**TASK GOAL:** Every record, from the first to the last, is to be printed again exactly.

**DATA:**

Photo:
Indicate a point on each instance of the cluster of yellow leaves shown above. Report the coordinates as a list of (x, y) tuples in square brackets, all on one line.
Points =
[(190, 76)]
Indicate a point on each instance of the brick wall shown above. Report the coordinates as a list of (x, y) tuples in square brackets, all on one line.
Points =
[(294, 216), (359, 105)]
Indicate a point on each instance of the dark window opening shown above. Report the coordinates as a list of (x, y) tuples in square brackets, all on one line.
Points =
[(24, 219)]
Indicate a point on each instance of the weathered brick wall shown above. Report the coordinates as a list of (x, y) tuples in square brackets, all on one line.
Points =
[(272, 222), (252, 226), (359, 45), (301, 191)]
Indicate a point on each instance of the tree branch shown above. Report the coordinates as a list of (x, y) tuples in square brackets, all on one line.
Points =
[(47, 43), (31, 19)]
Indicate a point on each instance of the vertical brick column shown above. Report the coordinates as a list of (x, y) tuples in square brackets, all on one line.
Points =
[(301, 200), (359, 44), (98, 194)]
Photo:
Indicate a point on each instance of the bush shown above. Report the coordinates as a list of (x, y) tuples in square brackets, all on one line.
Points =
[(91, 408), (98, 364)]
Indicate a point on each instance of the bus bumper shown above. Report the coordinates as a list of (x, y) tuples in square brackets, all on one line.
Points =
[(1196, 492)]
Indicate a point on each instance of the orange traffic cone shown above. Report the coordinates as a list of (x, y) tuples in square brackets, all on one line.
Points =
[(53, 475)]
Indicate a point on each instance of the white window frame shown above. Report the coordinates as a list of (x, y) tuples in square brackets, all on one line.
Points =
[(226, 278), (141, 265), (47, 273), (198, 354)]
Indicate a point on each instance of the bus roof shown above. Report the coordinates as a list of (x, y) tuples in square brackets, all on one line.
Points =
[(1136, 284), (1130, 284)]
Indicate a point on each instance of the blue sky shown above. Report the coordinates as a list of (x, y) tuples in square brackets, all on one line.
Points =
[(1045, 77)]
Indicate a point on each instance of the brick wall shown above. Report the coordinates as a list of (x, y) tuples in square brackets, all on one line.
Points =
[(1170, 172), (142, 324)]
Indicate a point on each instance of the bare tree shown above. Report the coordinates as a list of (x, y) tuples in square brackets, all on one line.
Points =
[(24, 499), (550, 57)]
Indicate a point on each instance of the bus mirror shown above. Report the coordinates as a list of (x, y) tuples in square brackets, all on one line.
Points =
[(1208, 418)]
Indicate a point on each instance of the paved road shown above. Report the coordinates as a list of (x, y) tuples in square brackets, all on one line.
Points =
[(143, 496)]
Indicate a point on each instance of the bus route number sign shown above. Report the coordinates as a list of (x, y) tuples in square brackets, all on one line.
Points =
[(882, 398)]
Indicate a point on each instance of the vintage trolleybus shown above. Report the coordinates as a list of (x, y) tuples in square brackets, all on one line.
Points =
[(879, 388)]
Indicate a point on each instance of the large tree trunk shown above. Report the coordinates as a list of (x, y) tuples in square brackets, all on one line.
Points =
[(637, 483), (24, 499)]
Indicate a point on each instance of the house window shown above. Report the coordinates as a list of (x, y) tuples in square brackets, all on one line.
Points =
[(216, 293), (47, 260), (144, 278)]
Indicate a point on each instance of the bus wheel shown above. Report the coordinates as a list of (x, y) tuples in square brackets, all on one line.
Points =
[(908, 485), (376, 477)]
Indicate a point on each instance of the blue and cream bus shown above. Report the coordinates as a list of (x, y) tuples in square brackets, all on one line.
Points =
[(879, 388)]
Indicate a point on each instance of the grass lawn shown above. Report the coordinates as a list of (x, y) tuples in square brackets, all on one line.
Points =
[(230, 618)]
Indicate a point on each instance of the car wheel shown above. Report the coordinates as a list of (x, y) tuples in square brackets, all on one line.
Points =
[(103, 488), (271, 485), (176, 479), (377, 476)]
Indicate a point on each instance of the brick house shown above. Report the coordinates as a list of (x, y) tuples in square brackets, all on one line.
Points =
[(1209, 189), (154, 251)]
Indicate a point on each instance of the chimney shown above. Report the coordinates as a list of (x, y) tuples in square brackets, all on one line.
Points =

**RESULT:**
Photo:
Indicate a point on each instance of the cluster of yellow leaves shown above. Report the coordinates as a list of (x, y) tuples in square brackets, all on one line.
Points =
[(190, 76)]
Indicate a point on each instance of the brick wall shown above. Report the coordinates as a list of (x, y) tuples in square brackets, all on one line.
Points =
[(294, 216), (359, 105)]
Indicate a point on each instance of the dark window opening shown above. Report the coordinates as a list of (x, y) tuples in square brackets, all on one line.
Points =
[(24, 219)]
Indicate a point on each instance of the weathered brick wall shown above. Report the coordinates as a list of (x, y) tuples in square brackets, all on one line.
Points =
[(272, 222), (252, 226), (359, 45), (301, 191)]
Indicate a point on each instance of the tree branch shown above. Report the coordinates as a list of (x, y) tuples in square brackets, all on one line.
Points =
[(47, 43), (31, 19)]
Indicate a point on each instance of the vertical brick column shown above. Report the coordinates as a list of (x, y) tuples in square brackets, all on one line.
Points =
[(301, 200), (359, 44), (98, 194)]
Photo:
Indicate a point on each instance of the bush shown above. Report the coordinates as a list of (x, y) tuples in square brackets, all on one line.
Points =
[(91, 408), (98, 364)]
Indicate a point on each instance of the bus bumper shown above. Report the coordinates as a list of (x, y) tuples in square brackets, all on one line.
Points =
[(1196, 492)]
Indicate a point on each instance of the orange traffic cone shown above. Report the coordinates as a list of (x, y) tuples in square brackets, all on one line.
Points =
[(53, 475)]
Indicate a point on each instance of the white window frame shown above. Report the coordinates as a list of (x, y) tuples in square brackets, all on one line.
Points =
[(226, 278), (141, 265), (47, 273), (198, 354)]
Indicate a point on each instance of the bus roof shown above. Report the coordinates as a list of (x, y) tuples in square brackets, all on one line.
Points =
[(1136, 284), (1130, 284)]
Indicate a point on each instance of the blue sky shown above. Report the coordinates as a list of (x, y) tuples in square brackets, all on one line.
Points =
[(1045, 77)]
Indicate a point on each instance of the brick wall shown above. Report the coordinates as a list of (x, y) tuples in square brackets, all on one line.
Points =
[(1170, 172), (142, 324)]
Indicate a point on each instance of the bare tree shown above. Report the coordinates as a list of (x, y) tuples in square brackets, all on one line.
Points =
[(24, 499), (550, 57)]
Indicate a point on each instance of the bus mirror shown above. Report the coordinates as a list of (x, y) tuples in square brackets, all on one line.
Points =
[(1208, 418)]
Indicate a point on each instance of the paved road shown above. Report the coordinates as a list of (x, y) tuples in square brackets, all on one line.
Points =
[(143, 496)]
Indicate a point on each instance of the bus route number sign shown above. Report the coordinates as a list of (x, y) tuples in square brackets, all on one line.
Points =
[(882, 398)]
Indicate a point on each instance of the vintage trolleybus shown above. Report the coordinates as a list of (x, y) tuples in square brackets, all on one line.
Points =
[(879, 388)]
Indicate a point on each instance of the large tree trunk shown above. Report the coordinates as a list of (x, y) tuples in square brackets, all on one line.
Points =
[(637, 483), (24, 499)]
Indicate a point on each instance of the house window shown above. Report the coordinates as a list of (x, y) tuples in square brackets, all on one line.
Points =
[(216, 293), (47, 260), (144, 278)]
Indicate a point on each instance of the bus wheel shown above. Report the coordinates as a list of (x, y) tuples in square brackets, all on one line.
Points =
[(908, 485), (376, 477)]
Indicate a point on each instance of the blue and cream bus shown above. Report the coordinates as a list of (x, y) tuples in square brackets, all on one line.
Points =
[(879, 388)]
Indicate a point on each instance of the grass lawn shown above. Report the coordinates as a list of (x, y) tuples in square brackets, all on one line.
Points =
[(230, 618)]
Indicate a point on each instance of the car wheel shown above. Report the coordinates as a list of (x, y) tuples in square brackets, all on one line.
Points =
[(103, 488), (271, 485), (176, 479), (377, 476)]
Indicate a point on each instance of the brick house shown above. Report the coordinates as a list of (x, y) tuples in square brackets, all on one line.
Points =
[(1209, 189), (154, 251)]
Indicate a point on each instance of the chimney shown above. Report the coordinates as a list of (x, y) tuples in square brackets, all on one line.
Points =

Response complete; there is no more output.